Questions on the material:
#1 Answer these questions from the bird observatory brief, one answer per line, marked (a), (b) and (c):
(a) How many species did the migration-monitoring pilot study at Fish Point Provincial Nature Reserve document?
(b) At which end of Lake Erie is Pelee Island located?
(c) During which months does the staff conduct migration-monitoring research and breeding-bird studies each year?
#2 Please extend the bird observatory brief with the next part, picking up after its last sentence.

═════ Excerpt ═════

Executive Brief

Board Treasurer
Peele Island Bird Observatory

June 2023

About Peele Island Bird Observatory

Pelee Island Bird Observatory (PIBO) is an internationally recognized NGO devoted to the study and observation of migratory birds on Pelee Island.  The vision for PIBO began 20 years ago after a migration-monitoring pilot study at Fish Point Provincial Nature Reserve documented 192 species and banded 3,450 birds on the island.

Located at the western end of Lake Erie, Pelee Island is a global Key Biodiversity Area, designated by BirdLife International and the Canadian Minister of the Environment. The most southerly inhabited land mass in Canada, Pelee Island is also a vital bird migration stepping-stone, set midway between Ohio to the south and Ontario to the north. Each spring and fall, millions of birds on two major flyways migrate through this “pinch point,”. Hundreds of thousands of birds land to feed and rest before they continue their journey across the lake.

As a result of its location and its range of habitats—coastal sand dunes, wetlands, lakes, freshwater marsh, abandoned and fallow farmland, savanna, limestone alvars, and Carolinan deciduous forest—Pelee Island is rich in both migratory and resident birds: a total of 314 species have now been recorded, and more than 150 species have been spotted in a single day during spring and fall migration.

PIBO is a not-for-profit corporation and registered charity in Canada.  The founding patrons are authors and bird enthusiasts Graeme Gibson and Margaret Atwood who actively and generously supported PIBO’s mission.

PIBO's work

Since 2004, PIBO has vastly increased knowledge of migrating and resident Pelee Island birds. Each year from April to November, our staff conducts intensive migration-monitoring research and breeding-bird studies on Pelee Island, as well as a daily dawn-walk bird count. And we don’t only study birds: we also conduct dragonfly counts and monitor the annual migration of Ontario’s monarch butterflies on their way to the mountains of Michoacán, Mexico.

═════ Source information ═════

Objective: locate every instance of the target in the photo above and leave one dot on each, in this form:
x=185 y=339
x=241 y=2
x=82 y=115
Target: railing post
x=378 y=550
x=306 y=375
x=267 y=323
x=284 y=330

═════

Per-task answers:
#1
(a) 192 species
(b) The western end
(c) April to November

#2
The work of PIBO is anchored in the following three programs: 

1) Research: each year we conduct as many as a dozen research projects, including Saw-whet owl and Prothonotary warbler monitoring. PIBO’s banding station in Fish Point Provincial Nature Reserve is open to the public and to school groups in the spring and fall. Since its inception, PIBO has banded and recorded the vital statistics of more than 50,000 birds.

2) Outreach: we conduct extensive outreach programs, such as Backpacks for Birding, which donates backpacks filled with binoculars and bird guides to libraries in the Windsor area, including local Indigenous resource centres and facilities for medically challenged children. In June 2022, Windsor achieved the Bird Friendly City certification, being the 16th city to be designated with this certification. Also, in 2022, BIPO inaugurated The Graeme Gibson Prismáticos Project, which collects well-loved binoculars in Canada for distribution to schools and conservationists in Mexico.

3) Education: education has always been part of PIBO’s mandate. We developed a permanent bird display at the Pelee Island Heritage Centre and education programs that have reached thousands of school children throughout southwestern Ontario. Our 15-minute educational videos about bird migration, bird banding, conservation, and species at risk continues to open children to birdlife—work that was recognized by a Conservation Award for Environmental Education in Essex County.